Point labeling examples
══════
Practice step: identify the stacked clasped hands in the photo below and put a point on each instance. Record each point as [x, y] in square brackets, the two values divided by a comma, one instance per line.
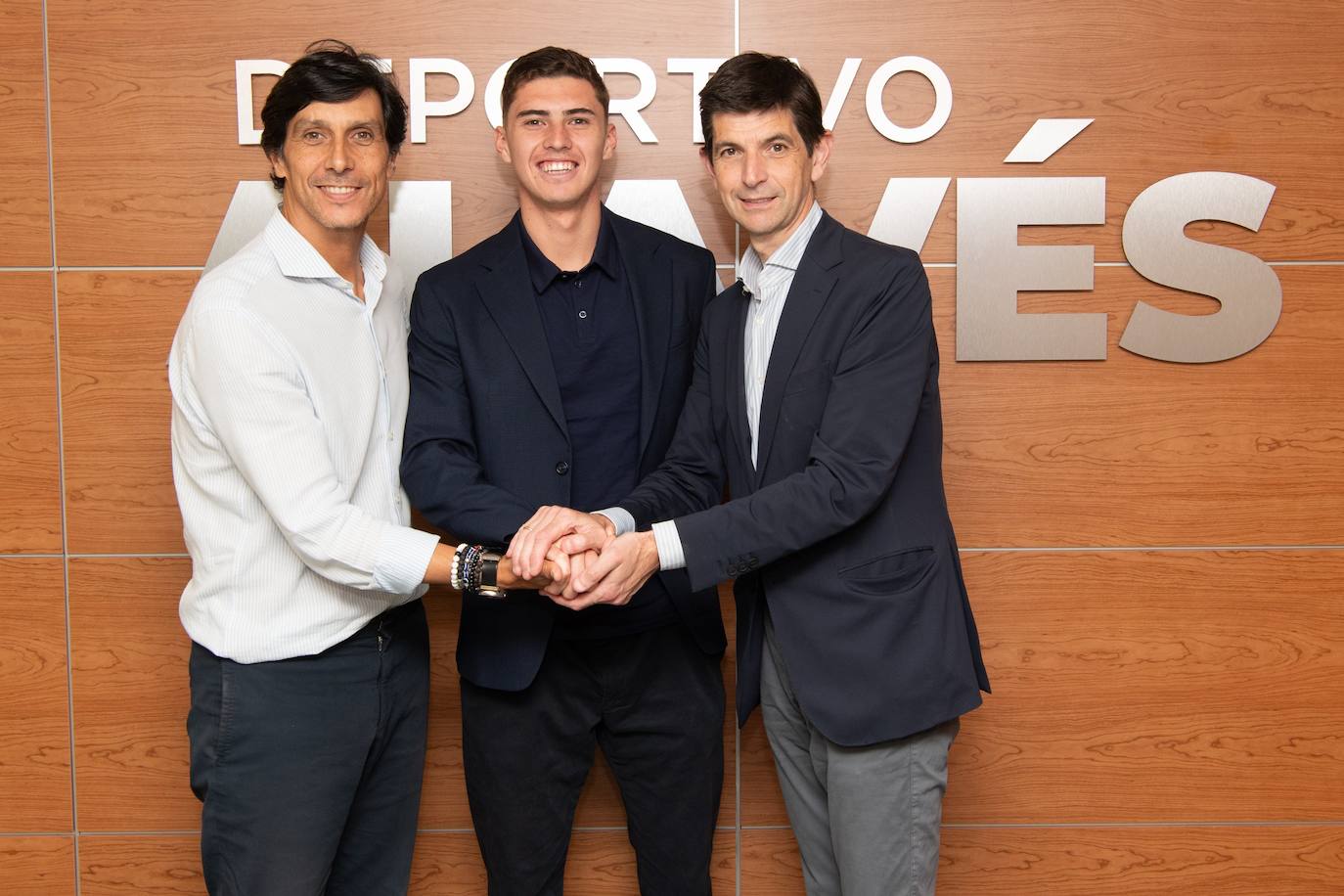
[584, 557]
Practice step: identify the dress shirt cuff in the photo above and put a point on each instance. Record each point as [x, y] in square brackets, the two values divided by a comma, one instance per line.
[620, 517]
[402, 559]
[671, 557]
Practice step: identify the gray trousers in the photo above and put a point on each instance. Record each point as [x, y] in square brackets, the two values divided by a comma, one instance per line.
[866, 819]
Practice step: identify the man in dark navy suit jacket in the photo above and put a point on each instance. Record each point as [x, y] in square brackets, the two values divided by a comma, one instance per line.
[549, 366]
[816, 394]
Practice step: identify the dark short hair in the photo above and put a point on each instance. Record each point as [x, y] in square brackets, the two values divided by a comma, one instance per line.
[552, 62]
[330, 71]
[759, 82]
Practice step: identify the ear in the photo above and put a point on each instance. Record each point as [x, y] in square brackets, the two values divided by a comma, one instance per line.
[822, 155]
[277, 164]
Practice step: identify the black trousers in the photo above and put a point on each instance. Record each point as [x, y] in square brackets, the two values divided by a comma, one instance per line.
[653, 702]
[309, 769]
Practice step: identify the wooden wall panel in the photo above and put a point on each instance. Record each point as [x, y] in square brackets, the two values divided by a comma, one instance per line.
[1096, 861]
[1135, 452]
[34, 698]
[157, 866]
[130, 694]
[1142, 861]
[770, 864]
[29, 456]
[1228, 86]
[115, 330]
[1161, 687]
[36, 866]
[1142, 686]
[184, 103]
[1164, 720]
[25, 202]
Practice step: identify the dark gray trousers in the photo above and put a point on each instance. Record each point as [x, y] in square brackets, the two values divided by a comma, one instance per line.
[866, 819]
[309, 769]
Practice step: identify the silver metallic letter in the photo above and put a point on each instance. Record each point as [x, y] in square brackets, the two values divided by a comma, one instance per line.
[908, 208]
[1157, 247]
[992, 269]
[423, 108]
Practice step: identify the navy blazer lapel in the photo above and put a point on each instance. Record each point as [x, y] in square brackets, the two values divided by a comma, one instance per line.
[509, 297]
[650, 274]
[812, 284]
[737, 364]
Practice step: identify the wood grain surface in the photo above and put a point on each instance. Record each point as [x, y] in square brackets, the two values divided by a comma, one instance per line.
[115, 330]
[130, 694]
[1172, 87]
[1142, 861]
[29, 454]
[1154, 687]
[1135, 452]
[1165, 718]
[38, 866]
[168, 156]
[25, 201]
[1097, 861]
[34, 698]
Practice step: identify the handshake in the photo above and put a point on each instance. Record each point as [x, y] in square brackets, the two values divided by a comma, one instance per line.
══════
● What is asked:
Rewrite the stretch of lines from the line containing "Practice step: identify the wooden" through the end of the lines, keeping every line, including the requests. Scale each coordinate value in the answers by 2.4 and round it to a whole number, with halves rounding up.

● The reply:
Practice step: identify the wooden wall panel in the photo above and put a point on each instance. Record each point as [x, y] in square brackets, the two values divided by a comma, one instance per line.
[2630, 2066]
[2724, 1085]
[82, 1675]
[377, 2078]
[312, 1666]
[2741, 2066]
[1848, 2074]
[70, 1094]
[2947, 206]
[276, 792]
[2786, 1649]
[86, 2078]
[2741, 1646]
[442, 247]
[2794, 1728]
[60, 485]
Practice step: identify the dark gray trousers in the photo above and put a point on each instance. Record each point as [x, y] in square brackets, the two values divided by a comma, one instance per line.
[2078, 1966]
[742, 1846]
Practice step: identify the silver metallic letter in the photo above and put a point on each instance. Record each point as [x, y] in square brackets, the two values divided by a comma, one instance per line.
[2179, 499]
[2777, 593]
[2381, 646]
[1015, 259]
Practice step: identify the navy blazer lapel in the photo above and put a point on each instance. Record each point as [x, y] in square brackets, the two values divided by a comma, one instance per line.
[1222, 713]
[1560, 658]
[1949, 682]
[1769, 874]
Practice step: identify the wood grain surface in the photo above and put a point on each instance. Record each point as [x, y] in square brackets, the two values divided by a comma, one instance per line.
[276, 792]
[312, 1666]
[2813, 209]
[2741, 2066]
[70, 1090]
[2770, 1649]
[2724, 1085]
[2796, 1723]
[91, 2078]
[403, 374]
[60, 482]
[2633, 2066]
[82, 1675]
Practice step: identify the handshake in the photo above and put a point on each instance. Record each point as [x, y] in square brackets, the two values divided by a comma, one instance per line.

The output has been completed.